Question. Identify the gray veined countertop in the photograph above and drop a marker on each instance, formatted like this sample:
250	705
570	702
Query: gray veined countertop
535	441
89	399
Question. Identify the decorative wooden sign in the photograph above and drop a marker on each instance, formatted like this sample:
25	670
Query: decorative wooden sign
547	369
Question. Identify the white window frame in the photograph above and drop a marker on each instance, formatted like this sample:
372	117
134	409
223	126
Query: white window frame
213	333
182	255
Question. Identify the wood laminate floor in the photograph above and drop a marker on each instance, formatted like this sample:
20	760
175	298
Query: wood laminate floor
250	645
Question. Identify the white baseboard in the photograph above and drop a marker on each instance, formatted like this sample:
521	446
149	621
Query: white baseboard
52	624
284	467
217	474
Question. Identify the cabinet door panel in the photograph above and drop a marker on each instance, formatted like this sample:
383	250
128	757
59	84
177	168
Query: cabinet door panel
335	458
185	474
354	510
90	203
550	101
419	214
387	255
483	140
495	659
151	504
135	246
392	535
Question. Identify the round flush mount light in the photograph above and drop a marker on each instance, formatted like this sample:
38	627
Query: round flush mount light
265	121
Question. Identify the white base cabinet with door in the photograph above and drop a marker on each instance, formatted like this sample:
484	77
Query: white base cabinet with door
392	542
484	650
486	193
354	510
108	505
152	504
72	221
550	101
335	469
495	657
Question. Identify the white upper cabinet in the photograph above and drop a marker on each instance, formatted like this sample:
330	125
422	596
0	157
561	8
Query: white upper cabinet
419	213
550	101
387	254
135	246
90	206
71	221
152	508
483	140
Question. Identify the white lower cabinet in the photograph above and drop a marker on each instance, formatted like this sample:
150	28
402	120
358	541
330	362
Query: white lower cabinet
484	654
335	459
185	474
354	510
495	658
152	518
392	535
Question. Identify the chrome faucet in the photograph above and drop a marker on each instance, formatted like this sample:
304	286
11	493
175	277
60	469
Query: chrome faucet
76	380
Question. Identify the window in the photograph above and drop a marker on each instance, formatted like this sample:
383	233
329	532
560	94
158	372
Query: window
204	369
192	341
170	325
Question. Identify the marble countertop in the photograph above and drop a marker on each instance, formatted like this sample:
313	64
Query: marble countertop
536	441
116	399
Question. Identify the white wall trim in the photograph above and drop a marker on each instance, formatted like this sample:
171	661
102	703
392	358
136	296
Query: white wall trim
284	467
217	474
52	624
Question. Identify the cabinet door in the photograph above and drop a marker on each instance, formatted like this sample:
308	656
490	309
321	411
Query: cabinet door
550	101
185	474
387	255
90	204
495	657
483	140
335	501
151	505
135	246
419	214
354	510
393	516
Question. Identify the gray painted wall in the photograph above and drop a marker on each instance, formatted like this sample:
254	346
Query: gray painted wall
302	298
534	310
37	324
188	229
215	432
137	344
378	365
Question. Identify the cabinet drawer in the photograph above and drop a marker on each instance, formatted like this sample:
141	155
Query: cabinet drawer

◆ EXERCISE PROMPT:
A word-for-word copy of the listing is the expected answer.

◆ RESPONSE TO THIS TASK:
Question. Identify the gray veined countertop in the photograph above and drop a marker on each instance, formatted like this sample:
250	705
570	702
Query: gray veined countertop
535	441
89	399
Question. Identify the decorative wooden sign in the photograph above and drop a marker on each instance, formatted like this sample:
25	670
Query: decorative wooden sign
547	369
Question. Identify the white window frame in the photograph above and drop a marker on each instance, formatted like this sample:
372	117
134	409
223	126
Query: white window frame
213	333
182	255
Question. Identify the wood laminate floor in the photograph above and drop a marker on each instance, formatted like this sample:
20	760
175	298
Query: wood laminate floor
250	645
Question. Identify the white baseboard in the photograph above and drop a marker on each instance, formatted like this sample:
521	446
149	621
Query: white baseboard
52	624
284	467
217	474
Question. Identify the cabinet door panel in the photograph above and drop a marker on each instance, formatted like this sample:
383	250
128	757
59	84
177	168
Query: cabinet door panel
335	458
185	474
354	510
90	203
550	101
419	214
387	255
483	140
495	659
151	504
135	246
392	535
Question. Identify the round flush mount light in the photograph above and drop a marker on each instance, formatted like this sample:
38	627
Query: round flush mount light
265	121
Question. Identify the white base cabinet with door in the photograph above and drop a marker on each instance, formatted like this sample:
484	77
Query: white base cabinet with door
392	542
484	650
486	193
354	510
108	505
152	504
72	221
550	101
335	469
495	657
Question. Identify the white upper cabinet in the photograph above and drop a marker on each instance, formatted like this sample:
330	125
422	596
0	157
561	8
Query: white upper cabinet
419	213
550	101
387	254
135	246
90	206
71	221
152	508
483	140
Question. Identify the white lower cabinet in the photograph above and drop a marker on each instance, formatted like this sample:
150	28
402	120
358	541
330	362
Query: white lower cabinet
484	654
335	459
185	474
354	510
495	658
152	518
392	535
Question. Identify the chrome faucet in the photograph above and drop a marker on each instance, formatted like this sample:
304	286
11	493
175	277
60	469
Query: chrome faucet
76	380
Question. Identify the window in the photograph above and drop a marker on each instance, formatted like this sample:
383	233
329	532
560	94
158	372
Query: window
204	369
192	341
170	325
Question. Identify the marble countertop in the photograph above and drop a marker on each instance, formatted like this sample:
313	64
Query: marble countertop
536	441
116	399
Question. Identify the white wall trim in the photograph above and drop a marker on each instance, formatted like this sample:
171	661
102	703
392	358
136	296
Query: white wall trim
284	467
217	474
52	624
Question. Identify the cabinet door in the photograph above and drop a marker on each instance, formatted like this sample:
308	656
490	309
321	411
Query: cabinet door
550	101
185	474
387	255
90	204
495	657
483	140
335	501
151	505
135	246
419	214
354	510
393	516
Question. Identify the gray painted wall in the photograph above and drop a marker on each instance, formatted like this sample:
254	346
Query: gray painted wall
302	298
534	310
37	324
188	229
215	432
137	344
378	365
Question. Identify the cabinet drawer in the photograph above and drop a marker on each instance, formatted like this sample:
141	155
Query: cabinet drawer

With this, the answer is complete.